Rewrite each row below as a JSON list of strings, one string per line, omitting blank lines.

>>>>

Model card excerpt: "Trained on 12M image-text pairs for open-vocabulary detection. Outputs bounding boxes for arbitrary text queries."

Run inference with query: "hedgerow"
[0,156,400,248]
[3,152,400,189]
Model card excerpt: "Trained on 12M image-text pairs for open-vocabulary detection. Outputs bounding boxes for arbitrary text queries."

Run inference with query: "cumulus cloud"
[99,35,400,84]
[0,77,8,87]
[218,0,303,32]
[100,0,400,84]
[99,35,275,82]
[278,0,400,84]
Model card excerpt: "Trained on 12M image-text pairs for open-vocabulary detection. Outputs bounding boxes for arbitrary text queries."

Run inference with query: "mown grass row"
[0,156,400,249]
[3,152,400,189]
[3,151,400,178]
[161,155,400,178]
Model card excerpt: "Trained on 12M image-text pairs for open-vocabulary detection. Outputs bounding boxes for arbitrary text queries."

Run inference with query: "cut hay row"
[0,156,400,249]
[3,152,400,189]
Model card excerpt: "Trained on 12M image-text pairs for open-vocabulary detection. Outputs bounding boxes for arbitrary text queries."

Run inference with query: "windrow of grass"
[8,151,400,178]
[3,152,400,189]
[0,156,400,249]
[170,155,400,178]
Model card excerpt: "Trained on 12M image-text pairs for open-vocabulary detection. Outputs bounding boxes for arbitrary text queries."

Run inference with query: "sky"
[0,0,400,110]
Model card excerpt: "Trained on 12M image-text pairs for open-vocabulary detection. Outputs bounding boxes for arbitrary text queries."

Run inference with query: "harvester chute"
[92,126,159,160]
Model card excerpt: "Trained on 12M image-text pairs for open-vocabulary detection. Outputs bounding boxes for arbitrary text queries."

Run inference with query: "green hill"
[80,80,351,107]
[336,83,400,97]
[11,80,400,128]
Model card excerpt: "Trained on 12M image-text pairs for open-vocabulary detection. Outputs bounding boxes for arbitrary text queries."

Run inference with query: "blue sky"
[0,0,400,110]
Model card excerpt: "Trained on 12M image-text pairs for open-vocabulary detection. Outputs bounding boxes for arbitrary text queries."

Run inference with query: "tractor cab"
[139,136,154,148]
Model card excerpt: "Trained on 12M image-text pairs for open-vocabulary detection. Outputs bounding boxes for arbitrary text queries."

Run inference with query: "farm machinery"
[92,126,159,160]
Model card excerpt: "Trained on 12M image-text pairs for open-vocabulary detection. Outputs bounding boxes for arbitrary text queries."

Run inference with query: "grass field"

<<<<

Worked answer ▸
[
  "Model card excerpt: \"Trained on 12M image-text pairs for open-vocabulary detection. Outputs bounding boxes for arbitrary text queries.\"",
  "Run inference with query: \"hedgerow\"",
  "[0,156,400,248]",
  "[3,152,400,189]",
  "Model card excerpt: \"Trained on 12M image-text pairs for open-vocabulary detection. Outputs bounding boxes for arbitrary text queries.\"",
  "Run inference with query: \"cumulus cloud\"",
  "[99,35,400,84]",
  "[0,77,8,87]",
  "[218,0,303,32]",
  "[100,0,400,84]",
  "[99,35,275,82]",
  "[278,0,400,84]",
  "Model card excerpt: \"Trained on 12M image-text pairs for open-vocabulary detection. Outputs bounding boxes for arbitrary text queries.\"",
  "Run inference with query: \"mown grass row\"",
  "[0,156,400,249]",
  "[3,152,400,189]",
  "[3,151,400,178]",
  "[161,155,400,178]",
  "Model card excerpt: \"Trained on 12M image-text pairs for open-vocabulary detection. Outputs bounding boxes for arbitrary text queries.\"",
  "Run inference with query: \"cut hay row\"",
  "[0,156,400,249]",
  "[3,152,400,189]",
  "Model card excerpt: \"Trained on 12M image-text pairs for open-vocabulary detection. Outputs bounding boxes for arbitrary text queries.\"",
  "Run inference with query: \"windrow of grass\"",
  "[8,151,400,178]",
  "[3,152,400,189]",
  "[0,156,400,249]",
  "[170,155,400,178]",
  "Model card excerpt: \"Trained on 12M image-text pairs for open-vocabulary detection. Outputs bounding boxes for arbitrary text queries.\"",
  "Run inference with query: \"sky\"",
  "[0,0,400,110]",
  "Model card excerpt: \"Trained on 12M image-text pairs for open-vocabulary detection. Outputs bounding boxes for arbitrary text queries.\"",
  "Run inference with query: \"harvester chute\"",
  "[92,126,159,160]",
  "Model card excerpt: \"Trained on 12M image-text pairs for open-vocabulary detection. Outputs bounding boxes for arbitrary text queries.\"",
  "Run inference with query: \"green hill\"",
  "[80,80,351,107]",
  "[336,83,400,97]",
  "[11,80,400,128]",
  "Model card excerpt: \"Trained on 12M image-text pairs for open-vocabulary detection. Outputs bounding boxes for arbitrary text queries.\"",
  "Run inference with query: \"blue sky\"",
  "[0,0,400,110]",
  "Model card excerpt: \"Trained on 12M image-text pairs for open-vocabulary detection. Outputs bounding boxes for arbitrary text queries.\"",
  "Run inference with query: \"tractor cab\"",
  "[139,136,154,148]",
  "Model card excerpt: \"Trained on 12M image-text pairs for open-vocabulary detection. Outputs bounding boxes for arbitrary text queries.\"",
  "Run inference with query: \"farm machinery\"",
  "[92,126,159,160]",
  "Model card excerpt: \"Trained on 12M image-text pairs for open-vocabulary detection. Outputs bounding boxes for arbitrary text queries.\"",
  "Run inference with query: \"grass field\""
]